▶ _Assigned task_:
From the entries that follow, gather each line holding the word "wristband".

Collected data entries
= = =

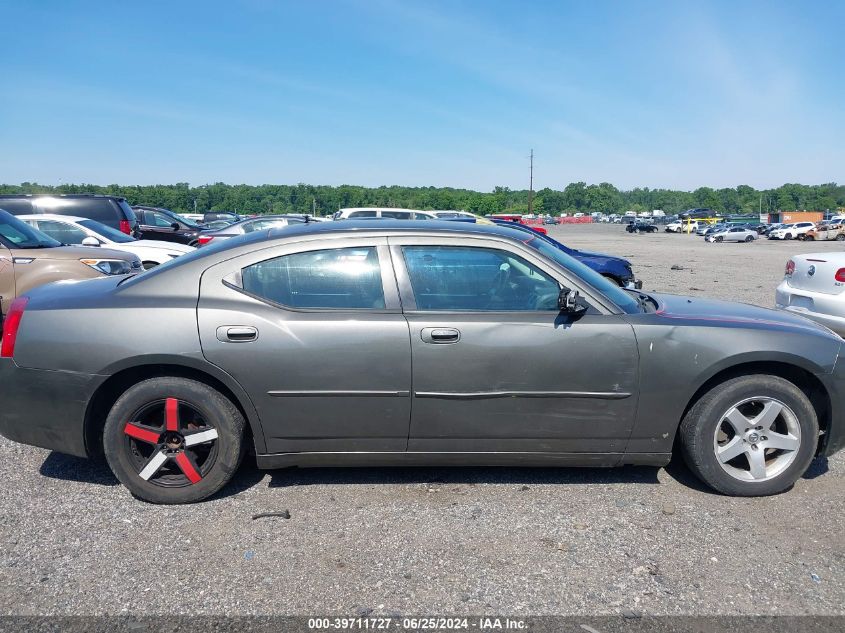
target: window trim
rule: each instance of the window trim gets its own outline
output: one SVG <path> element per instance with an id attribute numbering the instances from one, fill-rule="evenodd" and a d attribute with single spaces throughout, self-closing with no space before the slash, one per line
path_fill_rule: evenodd
<path id="1" fill-rule="evenodd" d="M 244 268 L 259 264 L 261 262 L 276 259 L 278 257 L 285 257 L 287 255 L 298 255 L 300 253 L 309 253 L 313 251 L 336 250 L 341 248 L 375 248 L 376 255 L 379 260 L 379 268 L 381 271 L 381 285 L 384 293 L 384 308 L 300 308 L 296 306 L 289 306 L 282 303 L 277 303 L 266 297 L 256 295 L 245 290 L 242 285 L 242 271 Z M 219 269 L 219 270 L 218 270 Z M 396 287 L 396 278 L 393 273 L 391 265 L 390 252 L 387 247 L 387 239 L 384 237 L 371 238 L 337 238 L 337 239 L 312 239 L 301 242 L 292 242 L 283 245 L 276 245 L 269 248 L 264 248 L 258 251 L 234 257 L 216 264 L 203 273 L 203 277 L 211 270 L 215 270 L 215 277 L 218 277 L 222 285 L 241 295 L 250 297 L 256 301 L 278 308 L 285 312 L 293 313 L 349 313 L 349 314 L 401 314 L 402 306 L 399 300 L 399 290 Z M 225 271 L 225 272 L 224 272 Z"/>
<path id="2" fill-rule="evenodd" d="M 532 266 L 554 279 L 567 288 L 577 290 L 585 300 L 595 308 L 599 314 L 623 314 L 623 312 L 607 297 L 586 284 L 579 277 L 574 277 L 569 271 L 557 266 L 554 262 L 548 262 L 534 249 L 524 244 L 516 244 L 511 240 L 497 236 L 480 237 L 452 237 L 452 236 L 408 236 L 394 237 L 387 239 L 390 245 L 390 255 L 393 260 L 393 269 L 396 271 L 396 282 L 399 286 L 399 297 L 402 302 L 403 311 L 406 314 L 431 314 L 431 315 L 496 315 L 502 317 L 514 314 L 545 315 L 558 314 L 553 310 L 422 310 L 417 308 L 417 300 L 411 286 L 411 277 L 405 265 L 405 257 L 402 253 L 403 246 L 455 246 L 468 248 L 487 248 L 512 253 L 529 262 Z"/>

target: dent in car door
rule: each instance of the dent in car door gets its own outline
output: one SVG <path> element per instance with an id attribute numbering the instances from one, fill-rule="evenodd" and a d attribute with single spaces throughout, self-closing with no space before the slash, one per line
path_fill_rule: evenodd
<path id="1" fill-rule="evenodd" d="M 420 309 L 407 253 L 399 246 L 392 253 L 411 329 L 409 451 L 622 453 L 634 422 L 638 367 L 633 328 L 624 319 L 599 310 L 572 318 L 557 309 Z M 542 270 L 542 260 L 519 255 Z M 441 282 L 461 274 L 442 259 L 428 260 Z M 432 332 L 441 332 L 441 341 Z"/>
<path id="2" fill-rule="evenodd" d="M 203 274 L 203 353 L 249 393 L 269 452 L 406 449 L 411 351 L 389 266 L 384 239 L 321 239 Z M 338 270 L 360 283 L 330 287 Z"/>

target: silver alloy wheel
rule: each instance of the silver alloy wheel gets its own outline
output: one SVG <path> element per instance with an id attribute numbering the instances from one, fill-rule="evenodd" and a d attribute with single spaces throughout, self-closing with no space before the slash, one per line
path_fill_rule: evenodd
<path id="1" fill-rule="evenodd" d="M 768 481 L 795 461 L 801 446 L 798 418 L 780 400 L 746 398 L 716 426 L 713 449 L 726 473 L 740 481 Z"/>

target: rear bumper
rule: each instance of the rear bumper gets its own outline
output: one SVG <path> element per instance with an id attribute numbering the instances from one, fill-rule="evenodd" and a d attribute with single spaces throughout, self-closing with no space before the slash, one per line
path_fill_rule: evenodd
<path id="1" fill-rule="evenodd" d="M 842 295 L 799 290 L 784 280 L 775 291 L 775 307 L 812 319 L 845 337 L 845 298 Z"/>
<path id="2" fill-rule="evenodd" d="M 85 411 L 104 379 L 18 367 L 0 359 L 0 435 L 21 444 L 87 457 Z"/>

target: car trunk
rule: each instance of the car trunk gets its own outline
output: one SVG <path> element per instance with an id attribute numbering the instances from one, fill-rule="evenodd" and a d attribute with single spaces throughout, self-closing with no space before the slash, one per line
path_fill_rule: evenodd
<path id="1" fill-rule="evenodd" d="M 839 253 L 797 255 L 792 261 L 795 262 L 795 270 L 787 276 L 791 288 L 829 295 L 838 295 L 845 290 L 845 283 L 836 280 L 836 273 L 840 269 L 845 279 L 845 261 Z"/>

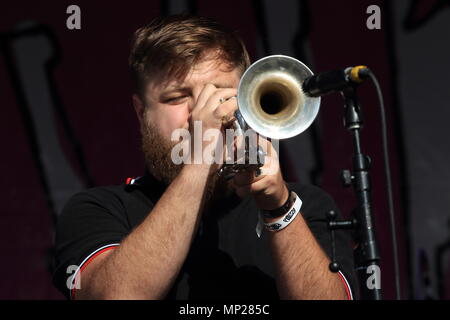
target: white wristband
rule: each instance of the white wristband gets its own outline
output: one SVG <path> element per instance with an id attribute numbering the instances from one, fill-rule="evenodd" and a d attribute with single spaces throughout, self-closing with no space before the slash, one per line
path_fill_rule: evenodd
<path id="1" fill-rule="evenodd" d="M 259 214 L 258 225 L 256 226 L 256 234 L 258 235 L 258 238 L 261 237 L 263 225 L 266 227 L 267 230 L 275 232 L 286 228 L 292 221 L 294 221 L 295 217 L 300 212 L 300 208 L 302 207 L 302 200 L 298 197 L 298 195 L 295 192 L 293 193 L 295 195 L 294 204 L 292 205 L 291 209 L 289 209 L 288 213 L 286 213 L 277 221 L 265 223 L 263 221 L 262 214 L 261 213 Z"/>

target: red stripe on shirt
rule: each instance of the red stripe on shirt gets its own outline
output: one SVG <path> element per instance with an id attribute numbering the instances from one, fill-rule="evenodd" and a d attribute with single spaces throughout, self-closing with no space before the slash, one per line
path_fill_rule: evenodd
<path id="1" fill-rule="evenodd" d="M 99 256 L 100 254 L 102 254 L 103 252 L 106 252 L 106 251 L 108 251 L 108 250 L 111 250 L 111 249 L 115 249 L 117 246 L 111 246 L 111 247 L 107 247 L 107 248 L 104 248 L 104 249 L 102 249 L 102 250 L 100 250 L 99 252 L 96 252 L 92 257 L 90 257 L 89 259 L 88 259 L 88 261 L 86 261 L 82 266 L 81 266 L 81 268 L 80 268 L 80 271 L 78 272 L 78 274 L 76 275 L 76 277 L 81 277 L 81 272 L 83 272 L 83 270 L 88 266 L 88 264 L 89 263 L 91 263 L 92 262 L 92 260 L 94 260 L 97 256 Z M 75 277 L 75 281 L 76 281 L 76 277 Z M 73 287 L 72 288 L 72 291 L 71 291 L 71 297 L 72 297 L 72 299 L 73 300 L 75 300 L 75 287 Z"/>
<path id="2" fill-rule="evenodd" d="M 345 292 L 347 293 L 347 300 L 351 300 L 352 296 L 350 294 L 350 288 L 348 287 L 347 281 L 345 280 L 344 276 L 338 272 L 339 277 L 341 278 L 342 282 L 344 283 Z"/>

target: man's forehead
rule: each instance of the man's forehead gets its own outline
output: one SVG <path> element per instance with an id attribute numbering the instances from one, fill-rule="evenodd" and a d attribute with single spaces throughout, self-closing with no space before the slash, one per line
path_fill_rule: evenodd
<path id="1" fill-rule="evenodd" d="M 208 81 L 217 87 L 230 87 L 239 80 L 237 68 L 230 68 L 229 64 L 223 62 L 207 61 L 195 64 L 183 78 L 166 78 L 155 85 L 161 85 L 167 90 L 184 88 L 195 85 L 198 82 Z"/>

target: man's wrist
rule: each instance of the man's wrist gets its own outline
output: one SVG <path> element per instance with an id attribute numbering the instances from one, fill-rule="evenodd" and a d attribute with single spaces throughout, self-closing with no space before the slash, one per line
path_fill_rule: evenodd
<path id="1" fill-rule="evenodd" d="M 213 168 L 211 164 L 207 163 L 189 163 L 183 166 L 183 170 L 186 172 L 195 172 L 199 175 L 210 176 L 213 173 Z"/>
<path id="2" fill-rule="evenodd" d="M 263 218 L 263 223 L 267 230 L 271 232 L 280 231 L 286 228 L 299 214 L 302 207 L 302 200 L 297 196 L 297 194 L 291 191 L 291 197 L 294 200 L 292 206 L 287 210 L 286 214 L 278 218 Z M 261 218 L 260 218 L 261 219 Z M 261 221 L 261 220 L 260 220 Z M 260 232 L 260 227 L 257 228 L 257 233 Z"/>
<path id="3" fill-rule="evenodd" d="M 285 215 L 292 207 L 295 198 L 293 197 L 292 192 L 289 191 L 286 185 L 284 185 L 283 197 L 281 199 L 283 199 L 283 201 L 280 202 L 281 204 L 278 204 L 276 208 L 271 210 L 262 210 L 261 213 L 264 219 L 268 219 L 267 222 L 269 222 L 269 220 L 276 220 L 277 218 Z"/>

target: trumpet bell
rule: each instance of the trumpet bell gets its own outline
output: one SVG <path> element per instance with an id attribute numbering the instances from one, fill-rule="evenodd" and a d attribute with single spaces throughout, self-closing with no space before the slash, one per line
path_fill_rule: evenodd
<path id="1" fill-rule="evenodd" d="M 319 112 L 320 97 L 303 93 L 302 84 L 312 76 L 302 62 L 272 55 L 253 63 L 238 87 L 239 113 L 258 134 L 287 139 L 305 131 Z"/>

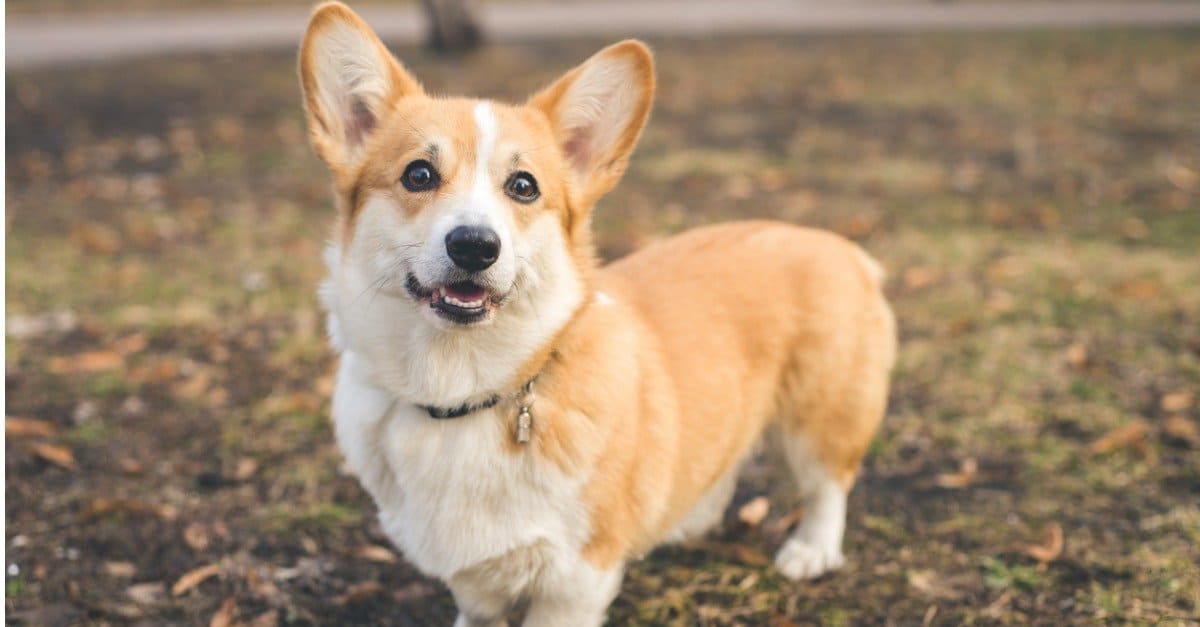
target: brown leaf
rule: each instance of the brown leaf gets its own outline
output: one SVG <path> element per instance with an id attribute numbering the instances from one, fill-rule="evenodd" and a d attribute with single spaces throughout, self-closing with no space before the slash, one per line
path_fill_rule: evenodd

= = =

▶ _Exercise solution_:
target: white wristband
rule: each instance of the white wristband gets its own outline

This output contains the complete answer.